Natural-language object grounding data:
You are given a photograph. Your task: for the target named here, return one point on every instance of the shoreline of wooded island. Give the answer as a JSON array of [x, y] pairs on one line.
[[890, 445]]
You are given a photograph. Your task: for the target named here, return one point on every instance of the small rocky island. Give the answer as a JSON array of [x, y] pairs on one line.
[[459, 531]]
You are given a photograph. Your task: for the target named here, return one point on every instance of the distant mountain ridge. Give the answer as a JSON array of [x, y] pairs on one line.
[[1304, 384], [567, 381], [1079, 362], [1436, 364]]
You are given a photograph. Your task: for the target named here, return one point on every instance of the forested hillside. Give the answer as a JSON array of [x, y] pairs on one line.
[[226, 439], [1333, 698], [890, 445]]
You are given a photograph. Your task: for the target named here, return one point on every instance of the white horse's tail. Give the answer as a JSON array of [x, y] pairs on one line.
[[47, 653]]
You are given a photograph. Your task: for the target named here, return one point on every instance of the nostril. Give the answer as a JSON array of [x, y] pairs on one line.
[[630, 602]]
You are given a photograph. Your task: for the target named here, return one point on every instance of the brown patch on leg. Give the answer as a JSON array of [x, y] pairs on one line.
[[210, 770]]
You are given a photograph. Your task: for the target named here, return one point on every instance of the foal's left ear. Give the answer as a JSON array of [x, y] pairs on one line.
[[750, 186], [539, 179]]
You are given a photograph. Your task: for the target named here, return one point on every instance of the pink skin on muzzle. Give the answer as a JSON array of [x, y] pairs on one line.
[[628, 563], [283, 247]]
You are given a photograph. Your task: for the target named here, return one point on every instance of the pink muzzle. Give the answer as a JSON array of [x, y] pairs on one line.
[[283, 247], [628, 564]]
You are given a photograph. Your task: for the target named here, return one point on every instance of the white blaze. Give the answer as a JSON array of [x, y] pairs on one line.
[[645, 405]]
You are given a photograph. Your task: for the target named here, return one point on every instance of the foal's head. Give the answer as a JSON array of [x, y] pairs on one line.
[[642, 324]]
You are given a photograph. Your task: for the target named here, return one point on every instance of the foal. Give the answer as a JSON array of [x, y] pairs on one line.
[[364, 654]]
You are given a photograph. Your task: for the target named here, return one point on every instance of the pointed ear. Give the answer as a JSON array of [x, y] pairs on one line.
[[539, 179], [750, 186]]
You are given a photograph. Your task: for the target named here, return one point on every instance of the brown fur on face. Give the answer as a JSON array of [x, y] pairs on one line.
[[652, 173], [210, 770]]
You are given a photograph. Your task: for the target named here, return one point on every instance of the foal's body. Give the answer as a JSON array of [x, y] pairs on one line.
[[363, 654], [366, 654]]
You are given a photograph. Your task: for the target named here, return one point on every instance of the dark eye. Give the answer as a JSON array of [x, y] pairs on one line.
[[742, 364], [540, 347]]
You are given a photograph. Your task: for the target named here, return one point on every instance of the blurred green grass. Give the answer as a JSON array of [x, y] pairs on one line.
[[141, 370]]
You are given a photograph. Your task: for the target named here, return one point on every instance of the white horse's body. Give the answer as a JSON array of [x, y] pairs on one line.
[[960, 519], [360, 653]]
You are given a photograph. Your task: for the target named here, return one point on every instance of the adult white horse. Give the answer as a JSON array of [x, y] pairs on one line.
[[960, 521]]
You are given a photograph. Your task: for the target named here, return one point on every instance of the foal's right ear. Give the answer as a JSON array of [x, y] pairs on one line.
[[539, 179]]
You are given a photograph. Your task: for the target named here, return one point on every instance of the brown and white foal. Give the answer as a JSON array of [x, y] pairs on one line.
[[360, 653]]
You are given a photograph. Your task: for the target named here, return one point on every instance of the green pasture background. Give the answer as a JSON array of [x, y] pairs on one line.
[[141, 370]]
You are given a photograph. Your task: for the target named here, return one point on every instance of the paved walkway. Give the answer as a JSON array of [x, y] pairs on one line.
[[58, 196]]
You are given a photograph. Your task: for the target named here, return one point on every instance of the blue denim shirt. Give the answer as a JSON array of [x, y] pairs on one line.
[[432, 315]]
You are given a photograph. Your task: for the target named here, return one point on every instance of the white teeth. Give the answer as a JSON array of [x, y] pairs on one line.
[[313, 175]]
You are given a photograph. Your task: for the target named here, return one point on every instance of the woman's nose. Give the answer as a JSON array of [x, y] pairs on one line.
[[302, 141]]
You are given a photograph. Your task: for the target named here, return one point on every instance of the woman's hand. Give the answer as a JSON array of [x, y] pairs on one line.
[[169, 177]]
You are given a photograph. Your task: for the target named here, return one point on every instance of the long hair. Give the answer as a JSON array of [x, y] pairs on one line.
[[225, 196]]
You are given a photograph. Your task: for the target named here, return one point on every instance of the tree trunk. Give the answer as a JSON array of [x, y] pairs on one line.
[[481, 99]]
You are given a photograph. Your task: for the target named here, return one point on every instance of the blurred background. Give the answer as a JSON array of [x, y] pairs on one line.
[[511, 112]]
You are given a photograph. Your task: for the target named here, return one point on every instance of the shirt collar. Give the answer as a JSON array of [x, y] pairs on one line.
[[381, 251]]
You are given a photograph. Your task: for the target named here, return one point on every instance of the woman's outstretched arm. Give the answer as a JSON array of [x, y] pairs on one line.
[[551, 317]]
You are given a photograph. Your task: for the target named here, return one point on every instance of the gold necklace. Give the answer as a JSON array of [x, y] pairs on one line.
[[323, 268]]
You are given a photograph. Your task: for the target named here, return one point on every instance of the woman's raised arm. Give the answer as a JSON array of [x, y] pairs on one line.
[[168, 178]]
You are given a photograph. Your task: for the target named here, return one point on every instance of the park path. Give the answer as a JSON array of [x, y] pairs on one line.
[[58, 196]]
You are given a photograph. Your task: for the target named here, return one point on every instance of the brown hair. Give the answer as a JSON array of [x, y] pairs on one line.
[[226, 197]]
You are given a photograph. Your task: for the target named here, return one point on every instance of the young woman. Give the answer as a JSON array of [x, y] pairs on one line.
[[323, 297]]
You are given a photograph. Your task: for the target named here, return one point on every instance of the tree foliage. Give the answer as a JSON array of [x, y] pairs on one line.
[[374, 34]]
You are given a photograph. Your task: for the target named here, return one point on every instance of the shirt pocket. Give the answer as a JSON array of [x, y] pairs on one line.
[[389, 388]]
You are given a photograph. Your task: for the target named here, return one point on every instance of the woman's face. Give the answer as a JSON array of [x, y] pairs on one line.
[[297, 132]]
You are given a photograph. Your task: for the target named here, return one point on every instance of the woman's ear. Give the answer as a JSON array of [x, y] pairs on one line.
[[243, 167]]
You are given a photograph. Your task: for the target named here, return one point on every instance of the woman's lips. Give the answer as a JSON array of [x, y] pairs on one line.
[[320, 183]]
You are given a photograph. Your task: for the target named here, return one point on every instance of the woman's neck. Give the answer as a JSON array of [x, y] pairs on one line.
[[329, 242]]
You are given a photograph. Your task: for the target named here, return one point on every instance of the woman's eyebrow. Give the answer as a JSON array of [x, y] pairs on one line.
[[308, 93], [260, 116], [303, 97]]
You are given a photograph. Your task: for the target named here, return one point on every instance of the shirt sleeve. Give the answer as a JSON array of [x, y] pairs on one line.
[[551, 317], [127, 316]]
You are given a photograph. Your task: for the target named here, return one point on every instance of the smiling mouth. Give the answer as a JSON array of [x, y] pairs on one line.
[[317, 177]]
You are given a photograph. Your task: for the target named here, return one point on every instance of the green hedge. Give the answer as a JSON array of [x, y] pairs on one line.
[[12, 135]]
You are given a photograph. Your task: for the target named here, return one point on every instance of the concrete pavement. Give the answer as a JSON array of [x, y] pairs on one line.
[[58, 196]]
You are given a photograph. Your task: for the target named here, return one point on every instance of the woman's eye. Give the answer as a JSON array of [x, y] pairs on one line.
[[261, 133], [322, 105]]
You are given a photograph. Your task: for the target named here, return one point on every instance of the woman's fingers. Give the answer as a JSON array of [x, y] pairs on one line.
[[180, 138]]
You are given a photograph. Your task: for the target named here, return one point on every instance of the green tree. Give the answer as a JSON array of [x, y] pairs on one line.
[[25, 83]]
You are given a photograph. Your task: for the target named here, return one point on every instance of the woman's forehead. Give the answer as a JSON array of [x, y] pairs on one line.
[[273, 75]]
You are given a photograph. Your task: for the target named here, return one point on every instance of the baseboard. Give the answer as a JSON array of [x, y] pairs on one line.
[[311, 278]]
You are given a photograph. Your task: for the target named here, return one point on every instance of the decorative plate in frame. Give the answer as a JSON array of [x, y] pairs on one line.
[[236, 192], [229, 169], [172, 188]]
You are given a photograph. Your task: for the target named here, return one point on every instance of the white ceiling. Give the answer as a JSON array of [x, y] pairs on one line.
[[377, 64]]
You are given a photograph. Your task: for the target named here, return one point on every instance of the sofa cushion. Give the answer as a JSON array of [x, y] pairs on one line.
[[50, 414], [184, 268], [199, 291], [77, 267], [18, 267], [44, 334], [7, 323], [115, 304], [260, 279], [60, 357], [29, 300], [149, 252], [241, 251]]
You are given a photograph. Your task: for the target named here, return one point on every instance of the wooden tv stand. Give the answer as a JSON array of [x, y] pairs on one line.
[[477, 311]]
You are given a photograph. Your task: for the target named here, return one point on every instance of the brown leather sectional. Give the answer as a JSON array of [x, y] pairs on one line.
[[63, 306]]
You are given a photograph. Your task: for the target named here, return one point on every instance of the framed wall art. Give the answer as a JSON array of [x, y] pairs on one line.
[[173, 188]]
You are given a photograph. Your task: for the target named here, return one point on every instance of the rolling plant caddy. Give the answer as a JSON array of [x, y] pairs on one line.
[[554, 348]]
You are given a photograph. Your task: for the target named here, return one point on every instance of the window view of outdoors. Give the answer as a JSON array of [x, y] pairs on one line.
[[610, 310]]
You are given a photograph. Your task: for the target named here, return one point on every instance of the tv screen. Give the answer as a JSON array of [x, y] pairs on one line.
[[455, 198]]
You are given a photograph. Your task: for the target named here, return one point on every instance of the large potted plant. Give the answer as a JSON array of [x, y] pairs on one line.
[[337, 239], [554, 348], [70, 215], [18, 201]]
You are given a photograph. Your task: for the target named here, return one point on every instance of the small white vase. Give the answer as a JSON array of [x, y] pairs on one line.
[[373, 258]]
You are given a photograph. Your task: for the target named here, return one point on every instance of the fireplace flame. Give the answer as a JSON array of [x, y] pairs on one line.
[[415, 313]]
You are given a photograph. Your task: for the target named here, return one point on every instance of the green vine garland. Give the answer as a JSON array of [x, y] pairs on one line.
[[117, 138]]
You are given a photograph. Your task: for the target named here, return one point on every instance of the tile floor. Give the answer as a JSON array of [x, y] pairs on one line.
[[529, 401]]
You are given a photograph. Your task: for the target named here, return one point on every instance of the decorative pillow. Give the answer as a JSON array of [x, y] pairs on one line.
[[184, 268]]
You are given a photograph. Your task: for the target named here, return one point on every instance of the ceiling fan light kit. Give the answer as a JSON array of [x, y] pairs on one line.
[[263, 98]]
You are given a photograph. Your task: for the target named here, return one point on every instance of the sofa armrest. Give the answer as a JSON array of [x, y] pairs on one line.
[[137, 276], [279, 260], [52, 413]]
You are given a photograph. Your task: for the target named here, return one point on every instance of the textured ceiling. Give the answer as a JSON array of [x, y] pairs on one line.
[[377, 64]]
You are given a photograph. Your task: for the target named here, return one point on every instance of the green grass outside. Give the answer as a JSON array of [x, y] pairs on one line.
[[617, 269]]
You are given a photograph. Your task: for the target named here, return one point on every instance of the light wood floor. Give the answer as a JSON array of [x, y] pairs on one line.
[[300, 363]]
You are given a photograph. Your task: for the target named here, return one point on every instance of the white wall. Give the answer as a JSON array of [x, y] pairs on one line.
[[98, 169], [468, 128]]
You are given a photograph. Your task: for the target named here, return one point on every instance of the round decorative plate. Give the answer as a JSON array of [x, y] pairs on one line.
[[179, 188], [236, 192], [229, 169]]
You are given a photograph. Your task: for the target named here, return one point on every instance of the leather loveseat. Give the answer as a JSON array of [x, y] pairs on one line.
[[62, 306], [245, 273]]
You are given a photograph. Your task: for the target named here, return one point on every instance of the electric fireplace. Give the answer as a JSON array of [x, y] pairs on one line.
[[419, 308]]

▸ **What the exercise asks**
Beginning with the line that contains "of the leather", each line of the records above through the last one must be printed word for word.

▸ **Solution to the exercise**
You are given a photograph. Your task: for the target named here, return one point on every instance of the leather loveseat. Give the answer as a JSON array of [x, y] pairs on one line.
[[62, 306], [245, 273]]
You are given a photograph. Your task: for the target named here, return one point on every instance of the electric fireplace. Give the answer as a JSON array of [x, y] pairs on one line.
[[419, 308]]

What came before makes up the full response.